(Stored entries)
------------------------

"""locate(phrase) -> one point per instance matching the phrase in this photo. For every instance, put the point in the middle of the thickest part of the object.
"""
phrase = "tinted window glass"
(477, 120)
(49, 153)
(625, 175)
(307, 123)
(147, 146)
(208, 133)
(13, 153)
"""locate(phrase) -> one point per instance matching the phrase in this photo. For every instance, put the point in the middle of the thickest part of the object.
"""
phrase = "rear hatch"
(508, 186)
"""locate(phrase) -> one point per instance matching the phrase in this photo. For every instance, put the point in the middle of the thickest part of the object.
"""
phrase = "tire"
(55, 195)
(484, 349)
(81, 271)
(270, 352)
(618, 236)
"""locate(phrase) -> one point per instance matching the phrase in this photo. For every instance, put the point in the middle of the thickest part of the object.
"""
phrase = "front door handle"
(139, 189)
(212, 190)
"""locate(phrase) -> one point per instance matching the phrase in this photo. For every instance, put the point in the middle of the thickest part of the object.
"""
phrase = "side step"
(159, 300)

------------------------

§ WHAT THE TASK ASKS
Each line of the data is to be written out again exactly.

§ COMPLETED EXERCISE
"""locate(phrase) -> one point per instance matching the phrase in this photo. For every instance, put the point in the middle of the thickest part of the object.
"""
phrase = "tinted window glass"
(477, 120)
(49, 153)
(625, 175)
(307, 123)
(147, 146)
(208, 133)
(13, 153)
"""locate(phrase) -> one point per instance matching the phrase in this photo. For every instance, put the point in the middle of the thickest part of the object.
"""
phrase = "rear hatch"
(508, 186)
"""locate(phrase) -> one point per instance matching the phrase in this photo. For every instance, put the point in the middle of the thickest part of the object.
"""
phrase = "tire"
(55, 195)
(484, 349)
(81, 271)
(270, 352)
(618, 236)
"""locate(phrase) -> one point per instance matching the phrase in this photo. For every instance, put the point in the middle of the thickest part of the object.
"""
phrase = "front door handle"
(139, 189)
(212, 190)
"""locate(phrase) -> one point per instance matching the phrase in this photo. For every instance, put the point in the middle of the thickest part of the object.
"""
phrase = "side step"
(159, 300)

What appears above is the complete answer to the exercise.